## Work to complete:
Pull every line containing the word "soccer" from the records.
————————
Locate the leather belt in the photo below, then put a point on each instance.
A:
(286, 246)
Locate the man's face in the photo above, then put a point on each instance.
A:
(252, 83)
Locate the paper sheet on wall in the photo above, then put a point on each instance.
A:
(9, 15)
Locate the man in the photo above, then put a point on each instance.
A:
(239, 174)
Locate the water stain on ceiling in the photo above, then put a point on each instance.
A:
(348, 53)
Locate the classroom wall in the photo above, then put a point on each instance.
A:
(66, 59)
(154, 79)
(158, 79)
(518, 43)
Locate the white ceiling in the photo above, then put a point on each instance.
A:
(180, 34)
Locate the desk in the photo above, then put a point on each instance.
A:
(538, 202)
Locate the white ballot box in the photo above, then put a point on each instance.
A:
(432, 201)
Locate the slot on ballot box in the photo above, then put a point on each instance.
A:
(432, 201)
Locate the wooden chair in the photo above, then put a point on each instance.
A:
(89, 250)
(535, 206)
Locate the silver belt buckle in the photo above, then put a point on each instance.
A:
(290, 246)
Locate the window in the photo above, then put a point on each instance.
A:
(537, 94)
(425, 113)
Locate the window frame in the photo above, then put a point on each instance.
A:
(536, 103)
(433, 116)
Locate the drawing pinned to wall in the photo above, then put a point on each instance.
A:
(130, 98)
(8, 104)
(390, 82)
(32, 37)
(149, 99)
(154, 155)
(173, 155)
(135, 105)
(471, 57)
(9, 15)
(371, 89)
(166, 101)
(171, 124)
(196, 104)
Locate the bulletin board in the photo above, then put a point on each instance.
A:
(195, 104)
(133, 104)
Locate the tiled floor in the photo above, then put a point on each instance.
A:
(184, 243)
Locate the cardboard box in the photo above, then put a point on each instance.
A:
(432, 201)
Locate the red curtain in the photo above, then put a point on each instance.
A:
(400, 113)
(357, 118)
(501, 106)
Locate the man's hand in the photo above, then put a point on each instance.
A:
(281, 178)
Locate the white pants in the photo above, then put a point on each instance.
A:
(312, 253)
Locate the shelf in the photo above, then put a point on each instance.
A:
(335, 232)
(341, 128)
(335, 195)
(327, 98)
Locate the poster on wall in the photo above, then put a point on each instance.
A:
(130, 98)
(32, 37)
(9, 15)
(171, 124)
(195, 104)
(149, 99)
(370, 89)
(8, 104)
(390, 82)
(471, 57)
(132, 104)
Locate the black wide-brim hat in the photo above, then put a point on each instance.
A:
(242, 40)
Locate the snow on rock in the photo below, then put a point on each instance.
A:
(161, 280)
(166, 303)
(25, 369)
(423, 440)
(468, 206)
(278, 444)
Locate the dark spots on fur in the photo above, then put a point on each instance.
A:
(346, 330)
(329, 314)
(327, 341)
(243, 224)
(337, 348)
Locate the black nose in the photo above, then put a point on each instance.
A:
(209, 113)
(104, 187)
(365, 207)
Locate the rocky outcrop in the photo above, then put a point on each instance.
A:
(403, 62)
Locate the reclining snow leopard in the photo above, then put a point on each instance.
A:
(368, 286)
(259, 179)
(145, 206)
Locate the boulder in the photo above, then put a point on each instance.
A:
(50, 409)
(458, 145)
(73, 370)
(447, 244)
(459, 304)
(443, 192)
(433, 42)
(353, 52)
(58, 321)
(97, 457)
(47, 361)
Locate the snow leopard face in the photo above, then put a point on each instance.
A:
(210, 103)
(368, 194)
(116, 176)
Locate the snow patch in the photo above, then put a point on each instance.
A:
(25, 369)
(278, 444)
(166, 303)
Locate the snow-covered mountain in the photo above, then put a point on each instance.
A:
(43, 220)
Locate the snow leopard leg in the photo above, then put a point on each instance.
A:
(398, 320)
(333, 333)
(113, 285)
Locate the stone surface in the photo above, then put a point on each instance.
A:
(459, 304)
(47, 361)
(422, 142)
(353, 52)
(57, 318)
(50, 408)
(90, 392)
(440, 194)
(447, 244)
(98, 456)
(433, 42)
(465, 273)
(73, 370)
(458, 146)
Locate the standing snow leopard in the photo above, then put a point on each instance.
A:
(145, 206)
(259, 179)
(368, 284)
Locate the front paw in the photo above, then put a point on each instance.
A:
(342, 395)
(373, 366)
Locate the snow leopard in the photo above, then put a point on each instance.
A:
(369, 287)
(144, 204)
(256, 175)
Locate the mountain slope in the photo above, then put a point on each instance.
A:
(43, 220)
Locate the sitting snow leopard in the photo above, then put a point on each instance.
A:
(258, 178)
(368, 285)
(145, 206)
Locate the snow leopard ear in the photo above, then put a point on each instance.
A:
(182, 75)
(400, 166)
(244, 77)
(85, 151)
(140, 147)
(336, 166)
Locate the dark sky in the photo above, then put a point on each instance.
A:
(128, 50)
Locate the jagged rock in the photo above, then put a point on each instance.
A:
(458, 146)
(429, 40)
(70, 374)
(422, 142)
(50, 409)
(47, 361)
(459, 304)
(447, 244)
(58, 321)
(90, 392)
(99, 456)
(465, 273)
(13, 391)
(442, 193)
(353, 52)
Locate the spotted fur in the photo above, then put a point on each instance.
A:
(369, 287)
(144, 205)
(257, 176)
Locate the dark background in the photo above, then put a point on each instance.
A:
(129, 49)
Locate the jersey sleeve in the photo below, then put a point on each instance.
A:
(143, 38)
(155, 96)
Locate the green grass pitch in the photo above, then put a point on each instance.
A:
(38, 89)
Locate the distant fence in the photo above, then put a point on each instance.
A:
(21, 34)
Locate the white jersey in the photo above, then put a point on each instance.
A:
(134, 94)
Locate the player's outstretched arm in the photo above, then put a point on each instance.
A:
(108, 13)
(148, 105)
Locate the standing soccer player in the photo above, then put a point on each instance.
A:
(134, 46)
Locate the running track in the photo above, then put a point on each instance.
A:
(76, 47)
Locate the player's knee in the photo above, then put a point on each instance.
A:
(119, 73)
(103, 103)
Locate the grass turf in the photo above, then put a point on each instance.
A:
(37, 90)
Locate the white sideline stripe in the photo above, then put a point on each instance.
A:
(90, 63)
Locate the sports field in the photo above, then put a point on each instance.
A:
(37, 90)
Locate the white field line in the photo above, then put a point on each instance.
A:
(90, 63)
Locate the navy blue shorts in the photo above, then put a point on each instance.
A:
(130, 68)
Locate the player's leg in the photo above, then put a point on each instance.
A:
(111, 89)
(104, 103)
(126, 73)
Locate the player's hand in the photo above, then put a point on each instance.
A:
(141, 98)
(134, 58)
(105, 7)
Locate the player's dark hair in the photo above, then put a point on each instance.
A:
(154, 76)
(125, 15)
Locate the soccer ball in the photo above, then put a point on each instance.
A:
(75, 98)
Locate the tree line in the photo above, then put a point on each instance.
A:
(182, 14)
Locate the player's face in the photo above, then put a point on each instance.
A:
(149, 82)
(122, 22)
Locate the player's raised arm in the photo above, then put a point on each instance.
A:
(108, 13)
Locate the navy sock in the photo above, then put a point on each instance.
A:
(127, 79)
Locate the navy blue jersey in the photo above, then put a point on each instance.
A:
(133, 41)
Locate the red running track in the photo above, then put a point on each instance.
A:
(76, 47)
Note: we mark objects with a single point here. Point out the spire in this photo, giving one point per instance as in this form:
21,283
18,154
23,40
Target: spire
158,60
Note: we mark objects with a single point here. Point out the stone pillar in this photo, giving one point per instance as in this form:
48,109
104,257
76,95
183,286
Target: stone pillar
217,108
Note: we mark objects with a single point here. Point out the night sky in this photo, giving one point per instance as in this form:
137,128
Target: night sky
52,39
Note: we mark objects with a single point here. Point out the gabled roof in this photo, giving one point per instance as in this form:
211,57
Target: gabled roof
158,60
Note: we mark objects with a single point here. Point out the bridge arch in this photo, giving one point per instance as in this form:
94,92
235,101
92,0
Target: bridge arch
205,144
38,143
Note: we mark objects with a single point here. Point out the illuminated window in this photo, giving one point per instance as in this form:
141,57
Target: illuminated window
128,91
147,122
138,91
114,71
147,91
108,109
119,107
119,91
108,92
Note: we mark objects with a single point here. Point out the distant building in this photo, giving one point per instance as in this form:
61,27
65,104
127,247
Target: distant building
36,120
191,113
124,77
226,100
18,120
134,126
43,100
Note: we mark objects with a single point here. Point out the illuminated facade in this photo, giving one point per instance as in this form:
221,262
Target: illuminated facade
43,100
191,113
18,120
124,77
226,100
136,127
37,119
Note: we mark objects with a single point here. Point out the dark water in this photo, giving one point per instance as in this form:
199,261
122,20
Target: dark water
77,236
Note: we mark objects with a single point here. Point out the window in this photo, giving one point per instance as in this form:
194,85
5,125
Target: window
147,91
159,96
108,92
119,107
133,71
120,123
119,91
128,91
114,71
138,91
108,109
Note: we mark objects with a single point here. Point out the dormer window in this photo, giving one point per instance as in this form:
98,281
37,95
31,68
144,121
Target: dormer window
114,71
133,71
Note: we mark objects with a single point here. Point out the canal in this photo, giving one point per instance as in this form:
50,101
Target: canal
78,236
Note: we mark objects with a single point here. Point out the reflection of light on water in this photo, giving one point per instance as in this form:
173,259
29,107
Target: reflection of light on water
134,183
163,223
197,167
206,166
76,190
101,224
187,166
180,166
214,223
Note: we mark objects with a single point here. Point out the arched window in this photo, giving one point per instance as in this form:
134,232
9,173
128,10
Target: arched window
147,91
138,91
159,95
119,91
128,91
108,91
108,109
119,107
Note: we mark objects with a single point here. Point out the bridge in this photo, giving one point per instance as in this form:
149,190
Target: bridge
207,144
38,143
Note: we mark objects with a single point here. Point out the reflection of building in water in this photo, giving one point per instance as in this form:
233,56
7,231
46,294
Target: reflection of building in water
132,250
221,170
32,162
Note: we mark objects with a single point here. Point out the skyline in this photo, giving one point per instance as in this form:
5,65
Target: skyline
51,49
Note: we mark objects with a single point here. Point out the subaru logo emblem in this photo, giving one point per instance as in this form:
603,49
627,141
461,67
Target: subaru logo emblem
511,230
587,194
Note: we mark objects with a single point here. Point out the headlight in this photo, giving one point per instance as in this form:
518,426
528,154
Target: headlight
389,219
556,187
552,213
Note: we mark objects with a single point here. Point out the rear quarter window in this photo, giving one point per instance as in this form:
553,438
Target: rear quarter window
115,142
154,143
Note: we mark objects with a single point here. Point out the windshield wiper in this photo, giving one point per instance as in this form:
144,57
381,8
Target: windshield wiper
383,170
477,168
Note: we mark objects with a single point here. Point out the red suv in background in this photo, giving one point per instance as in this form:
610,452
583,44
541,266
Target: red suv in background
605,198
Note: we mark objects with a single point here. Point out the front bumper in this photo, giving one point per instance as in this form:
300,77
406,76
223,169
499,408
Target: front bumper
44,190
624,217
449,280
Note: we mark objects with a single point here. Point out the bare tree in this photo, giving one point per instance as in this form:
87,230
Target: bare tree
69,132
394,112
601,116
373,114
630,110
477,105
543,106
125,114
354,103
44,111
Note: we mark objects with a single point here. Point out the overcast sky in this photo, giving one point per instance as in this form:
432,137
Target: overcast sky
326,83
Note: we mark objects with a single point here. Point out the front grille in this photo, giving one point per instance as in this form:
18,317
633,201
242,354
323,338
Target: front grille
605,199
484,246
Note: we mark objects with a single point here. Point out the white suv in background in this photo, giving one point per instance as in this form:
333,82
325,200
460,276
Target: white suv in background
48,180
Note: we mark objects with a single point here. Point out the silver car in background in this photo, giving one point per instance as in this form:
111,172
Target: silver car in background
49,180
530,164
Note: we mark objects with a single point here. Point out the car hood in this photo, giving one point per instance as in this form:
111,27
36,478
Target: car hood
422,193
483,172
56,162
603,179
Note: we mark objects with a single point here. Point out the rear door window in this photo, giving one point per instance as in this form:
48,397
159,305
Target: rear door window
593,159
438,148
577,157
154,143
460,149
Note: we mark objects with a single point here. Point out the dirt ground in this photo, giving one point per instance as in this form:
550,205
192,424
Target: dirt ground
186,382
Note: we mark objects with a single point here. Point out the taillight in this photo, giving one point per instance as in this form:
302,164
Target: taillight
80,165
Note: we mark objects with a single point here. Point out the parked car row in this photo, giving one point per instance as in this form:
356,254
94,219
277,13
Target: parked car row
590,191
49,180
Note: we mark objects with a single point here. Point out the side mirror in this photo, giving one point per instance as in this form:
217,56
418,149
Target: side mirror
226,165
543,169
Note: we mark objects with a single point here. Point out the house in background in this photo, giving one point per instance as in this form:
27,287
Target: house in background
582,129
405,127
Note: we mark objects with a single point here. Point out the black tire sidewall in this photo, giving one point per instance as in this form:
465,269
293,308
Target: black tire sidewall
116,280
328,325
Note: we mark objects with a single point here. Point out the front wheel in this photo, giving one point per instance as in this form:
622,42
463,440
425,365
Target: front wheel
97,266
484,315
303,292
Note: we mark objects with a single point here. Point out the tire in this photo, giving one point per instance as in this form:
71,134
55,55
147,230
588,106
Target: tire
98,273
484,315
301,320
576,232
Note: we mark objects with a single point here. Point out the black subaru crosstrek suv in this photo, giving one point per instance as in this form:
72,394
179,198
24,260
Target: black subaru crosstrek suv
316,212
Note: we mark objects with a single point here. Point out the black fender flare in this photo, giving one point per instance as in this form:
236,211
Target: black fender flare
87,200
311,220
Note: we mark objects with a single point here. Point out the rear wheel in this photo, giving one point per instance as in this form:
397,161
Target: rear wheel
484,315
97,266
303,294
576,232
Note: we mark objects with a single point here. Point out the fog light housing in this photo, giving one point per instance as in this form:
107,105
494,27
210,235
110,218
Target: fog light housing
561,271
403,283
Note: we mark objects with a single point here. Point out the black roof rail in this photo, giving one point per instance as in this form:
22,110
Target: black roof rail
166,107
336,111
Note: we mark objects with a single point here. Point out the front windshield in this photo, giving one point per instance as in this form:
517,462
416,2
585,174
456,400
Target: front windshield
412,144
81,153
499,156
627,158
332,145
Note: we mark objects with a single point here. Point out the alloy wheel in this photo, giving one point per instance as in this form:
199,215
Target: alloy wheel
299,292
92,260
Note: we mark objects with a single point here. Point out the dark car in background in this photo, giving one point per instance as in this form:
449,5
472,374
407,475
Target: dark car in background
————————
## Completed exercise:
Locate the standing soccer player in the photo above, then put a point on each instance.
Locate the soccer ball in the photo above, then put a point on each instance.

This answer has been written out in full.